__Exercise description__
Reproduce every line of the data below verbatim, leaving out the pictures.

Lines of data
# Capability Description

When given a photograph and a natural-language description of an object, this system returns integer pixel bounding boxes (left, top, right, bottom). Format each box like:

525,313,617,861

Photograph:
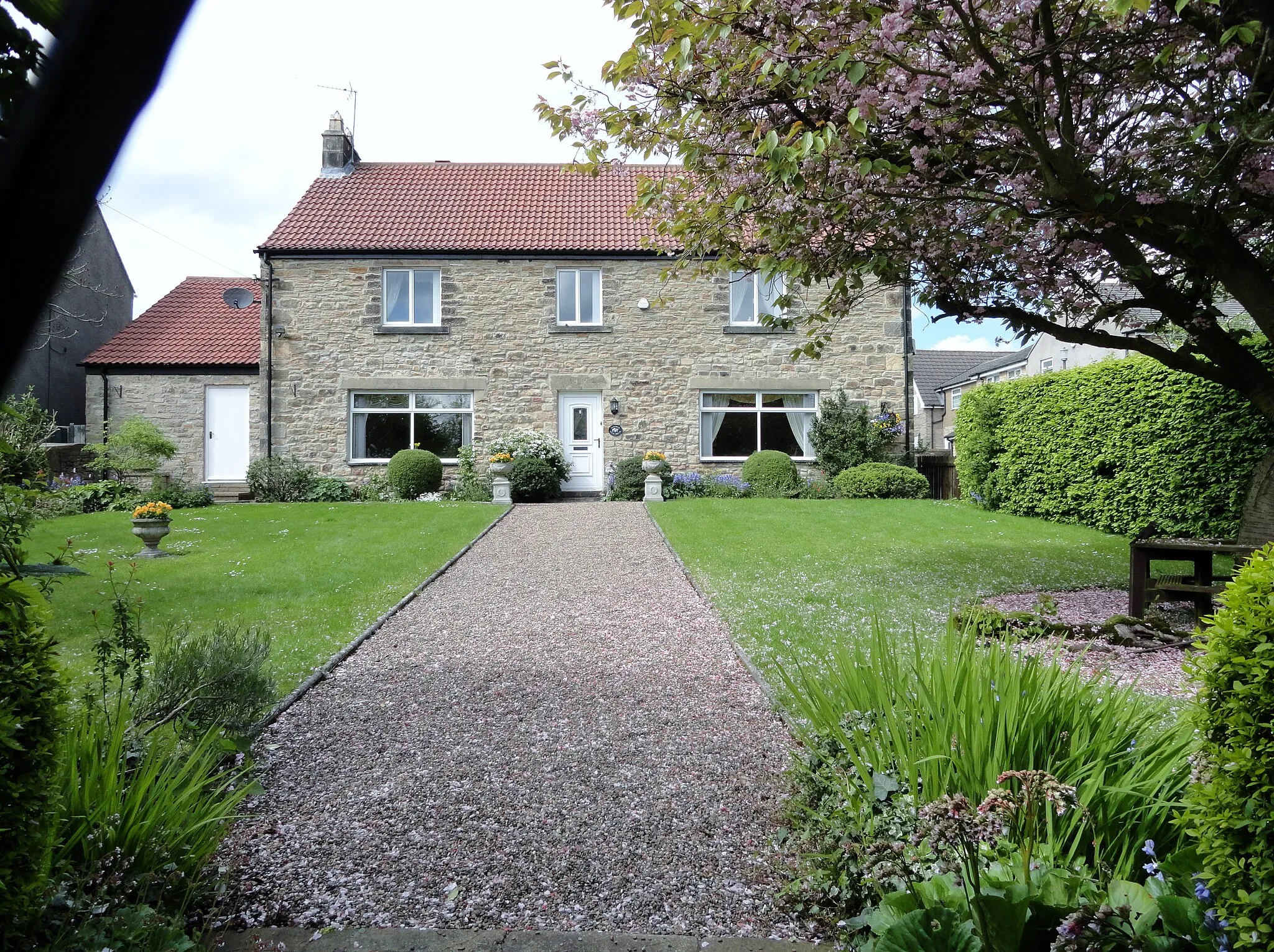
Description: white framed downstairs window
699,391,818,460
381,267,442,327
558,267,602,326
730,271,788,325
349,391,474,463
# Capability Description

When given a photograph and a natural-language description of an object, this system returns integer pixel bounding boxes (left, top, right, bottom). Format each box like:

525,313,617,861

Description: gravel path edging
247,502,516,737
642,502,796,723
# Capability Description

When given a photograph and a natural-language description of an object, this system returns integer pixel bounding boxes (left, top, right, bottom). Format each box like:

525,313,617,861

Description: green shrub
53,703,253,912
489,430,571,483
0,387,57,485
956,356,1274,536
145,480,213,509
0,570,62,948
832,463,929,499
84,416,177,476
779,624,1194,901
134,621,277,736
508,456,562,502
1186,545,1274,948
607,456,672,502
306,476,354,502
740,450,801,496
447,445,490,502
384,450,442,499
49,905,198,952
247,456,317,502
810,391,890,479
354,472,398,502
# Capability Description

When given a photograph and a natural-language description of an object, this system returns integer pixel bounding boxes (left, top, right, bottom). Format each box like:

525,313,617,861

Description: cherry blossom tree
539,0,1274,420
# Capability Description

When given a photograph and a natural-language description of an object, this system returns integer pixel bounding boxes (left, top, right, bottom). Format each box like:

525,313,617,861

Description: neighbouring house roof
258,162,678,254
84,277,261,366
911,350,999,406
936,348,1031,389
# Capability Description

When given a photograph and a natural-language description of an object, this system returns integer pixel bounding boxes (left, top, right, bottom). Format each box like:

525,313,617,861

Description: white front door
204,387,247,483
558,393,607,492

__Task solution__
# Capability Description

When given a photograph and a natural-language description of an object, this system returns integer pixel bounding boxes (left, top, right, bottom). Format each box like:

525,313,617,861

Photograph:
Description: white framed downstairs window
699,391,818,460
381,267,442,327
558,267,602,326
730,271,788,325
349,391,474,463
# Capability Description

When given a photograph and a natural-language description of an object, this system returns integer pixel bounding boxes (left, top, right, bottom). Format each box like:

525,313,617,861

Description: gravel path edging
247,502,516,737
642,502,796,723
# Capability Description

When given a photograph and a natural-language description of an object, this system returns integer pixel bounding boxes (left, top, right, bottom). Format each box like:

525,313,617,861

Description: green shrub
53,703,253,912
489,430,571,483
0,387,57,485
956,356,1274,536
145,480,213,509
0,570,62,948
832,463,929,499
84,416,177,476
779,624,1194,901
134,621,277,736
508,456,562,502
1186,545,1274,948
607,456,672,502
306,476,354,502
740,450,801,496
447,445,490,502
384,450,442,499
49,905,198,952
247,456,317,502
810,391,890,479
354,472,398,502
# Capability Description

When given a photograph and a natural-language description of an object, this system returns integer pixel bounding boxes (left, top, right, bottom). Format each box like:

525,313,617,861

Description: cherry blossom tree
539,0,1274,420
# Capability Description

When given a photograph and a natural-language description of an object, this system returns integer pixel bounding boxes (left, top, right, bottom). Format each box like:

525,313,617,861

Description: neighbouring house roof
258,162,678,254
84,277,261,366
911,350,999,406
936,348,1031,389
# Capability Description

When given a photograph and a natural-language description of an object, this system returns integer pixel bounding boxes (left, top, right, bottom). Format each box like:

525,313,617,861

Description: white front door
204,387,247,483
558,393,607,492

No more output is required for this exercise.